--- Text passage ---
────────────────

Costing more per watt of electricity generated than wind power, solar panels have no moving parts and a lifetime of 30-40 years making them ideal for professional installation with virtually no maintenance required by the homeowner.
Crystalline and Amorphous Solar Panels
Their are two main types of solar panel: crystalline and amorphous. In both cases the key ingredient is silicon. Amorphous panels are typically cheaper to manufacture (and purchase), less susceptible to breakage, and use less silicon, however their power output is typically lower than crystalline panels meaning that an amorphous solar installation would take up a larger area than a similarly power-rated crystalline installation.
Amorphous solar panels deteriorate faster than crystalline solar panels and so their power output will fall more quickly during the years of use, but they cope better with partial solar panel shading.
What is Silicon
Silicon (Si) is an abundant non-metallic chemical element which makes up almost 30% of the earth’s crust and is the 7th most common element in the Universe. Silicon has two forms – amorphous(brown), and crystalline (dark).
Crystalline Solar Panel Manufacture
To make the solar cells which make up a crystalline solar panel, crystalline silicon is sliced into thin disks (aka wafers) a few millimeters thick or thinner. These are then cut to shape, polished, and any holes filled in to make the finished silicon wafer uniform.
In order to generate electricity, dopants (contaminants) have to be added to the pure silicon wafer. Typically a layer of phosphorous is coated onto the wafer and the surface is heated. Phosphorous atoms then diffuse throughout the silicon wafer contaminating it as required.

────────────────

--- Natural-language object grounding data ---
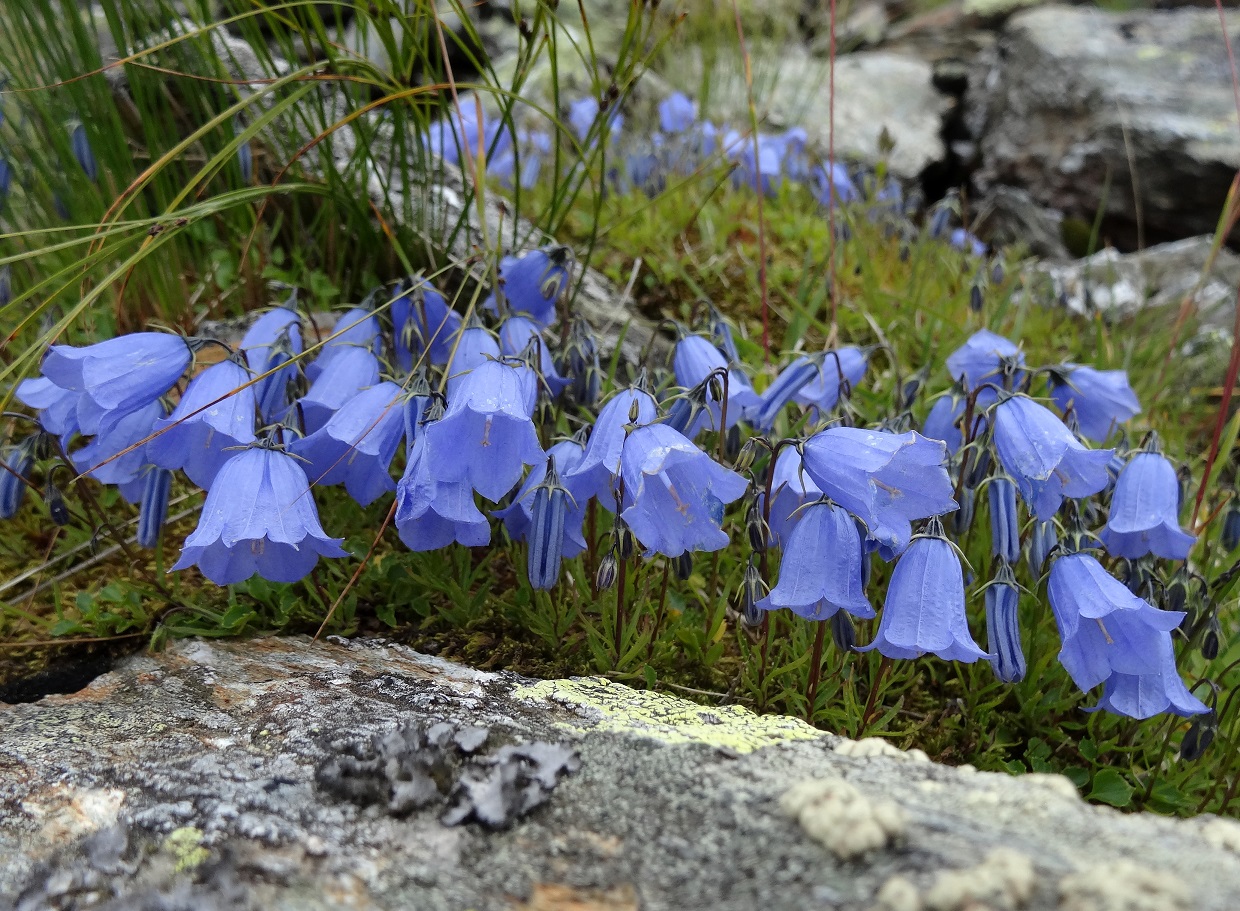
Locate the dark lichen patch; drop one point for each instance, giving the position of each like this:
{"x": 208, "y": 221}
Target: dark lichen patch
{"x": 416, "y": 767}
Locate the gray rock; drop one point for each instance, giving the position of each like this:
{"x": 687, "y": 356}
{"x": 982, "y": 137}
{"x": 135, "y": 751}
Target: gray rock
{"x": 187, "y": 780}
{"x": 1085, "y": 108}
{"x": 1166, "y": 275}
{"x": 876, "y": 91}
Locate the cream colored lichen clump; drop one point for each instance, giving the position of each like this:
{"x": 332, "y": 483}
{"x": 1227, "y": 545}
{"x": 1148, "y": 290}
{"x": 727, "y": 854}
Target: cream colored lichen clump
{"x": 841, "y": 818}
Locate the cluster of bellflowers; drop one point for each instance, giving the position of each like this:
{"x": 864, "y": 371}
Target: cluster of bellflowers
{"x": 499, "y": 418}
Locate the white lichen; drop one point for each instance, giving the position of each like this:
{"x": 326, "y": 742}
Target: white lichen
{"x": 837, "y": 816}
{"x": 1124, "y": 885}
{"x": 1002, "y": 881}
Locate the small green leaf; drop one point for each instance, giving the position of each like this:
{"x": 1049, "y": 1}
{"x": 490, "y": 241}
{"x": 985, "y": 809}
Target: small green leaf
{"x": 1111, "y": 787}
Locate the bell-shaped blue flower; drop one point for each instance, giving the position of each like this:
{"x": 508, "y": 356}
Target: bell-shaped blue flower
{"x": 486, "y": 436}
{"x": 516, "y": 518}
{"x": 822, "y": 393}
{"x": 1044, "y": 457}
{"x": 532, "y": 284}
{"x": 356, "y": 329}
{"x": 982, "y": 360}
{"x": 153, "y": 506}
{"x": 216, "y": 413}
{"x": 673, "y": 492}
{"x": 600, "y": 461}
{"x": 347, "y": 373}
{"x": 791, "y": 488}
{"x": 259, "y": 517}
{"x": 270, "y": 343}
{"x": 1005, "y": 519}
{"x": 516, "y": 334}
{"x": 821, "y": 569}
{"x": 1003, "y": 626}
{"x": 432, "y": 513}
{"x": 117, "y": 454}
{"x": 924, "y": 610}
{"x": 1100, "y": 399}
{"x": 117, "y": 376}
{"x": 885, "y": 480}
{"x": 356, "y": 445}
{"x": 1105, "y": 630}
{"x": 1145, "y": 512}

────────────────

--- Tasks to complete ---
- A) According to the solar panel passage, what proportion of the earth's crust does silicon make up?
- B) Transcribe everything in the solar panel passage from "In order to" down to "it as required.".
The data bear no relation to the solar panel passage.

--- Your written answers ---
- A) Almost 30%.

- B)
In order to generate electricity, dopants (contaminants) have to be added to the pure silicon wafer. Typically a layer of phosphorous is coated onto the wafer and the surface is heated. Phosphorous atoms then diffuse throughout the silicon wafer contaminating it as required.